==== EXTRACTED ENTRIES

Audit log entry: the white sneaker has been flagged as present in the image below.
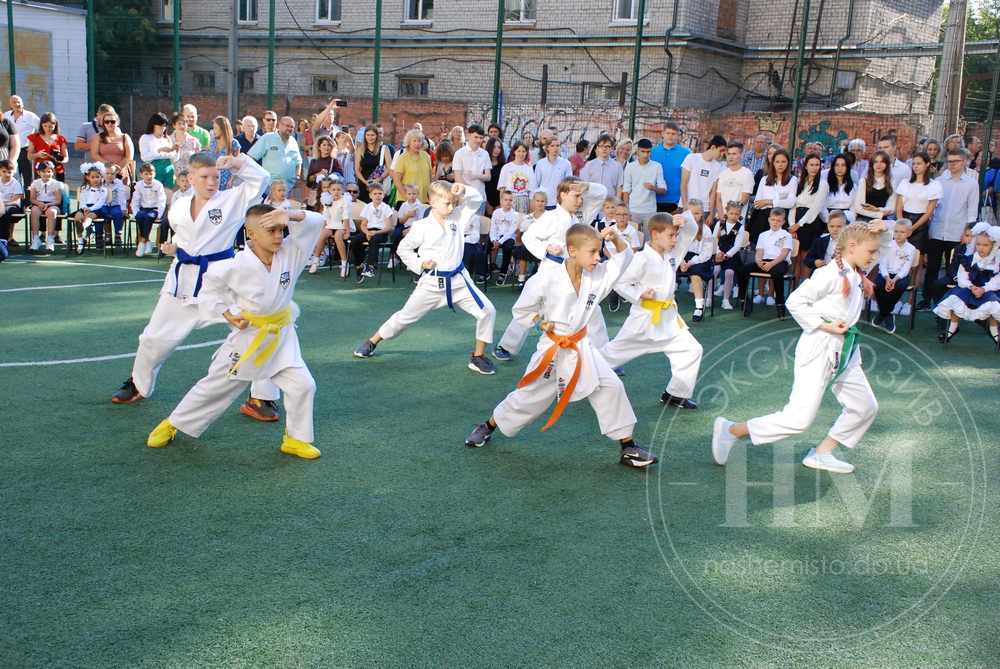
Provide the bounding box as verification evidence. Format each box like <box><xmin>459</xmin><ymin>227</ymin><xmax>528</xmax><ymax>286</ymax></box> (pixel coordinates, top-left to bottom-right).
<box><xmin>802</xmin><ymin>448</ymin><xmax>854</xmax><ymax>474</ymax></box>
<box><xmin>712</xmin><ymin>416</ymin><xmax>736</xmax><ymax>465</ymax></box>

========
==== EXTRACTED ENTRIES

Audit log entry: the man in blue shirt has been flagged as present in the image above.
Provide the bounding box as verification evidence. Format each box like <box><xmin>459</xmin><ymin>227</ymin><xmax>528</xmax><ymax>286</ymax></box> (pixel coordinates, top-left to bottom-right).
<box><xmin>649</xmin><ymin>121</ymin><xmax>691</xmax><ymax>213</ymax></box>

========

◆ WRITTEN PROBLEM ◆
Extract every line above that contains the string "xmax", copying each one in full.

◆ TASK OUTPUT ◆
Provide the bounding box as verification evidence. Format each box like <box><xmin>459</xmin><ymin>227</ymin><xmax>528</xmax><ymax>286</ymax></box> (pixel coordinates, top-left to bottom-right).
<box><xmin>802</xmin><ymin>448</ymin><xmax>854</xmax><ymax>474</ymax></box>
<box><xmin>712</xmin><ymin>416</ymin><xmax>736</xmax><ymax>465</ymax></box>
Provide the bounding box as verification evidence. Format each box like <box><xmin>459</xmin><ymin>227</ymin><xmax>528</xmax><ymax>286</ymax></box> (pixel coordinates, top-left to bottom-right).
<box><xmin>649</xmin><ymin>121</ymin><xmax>691</xmax><ymax>213</ymax></box>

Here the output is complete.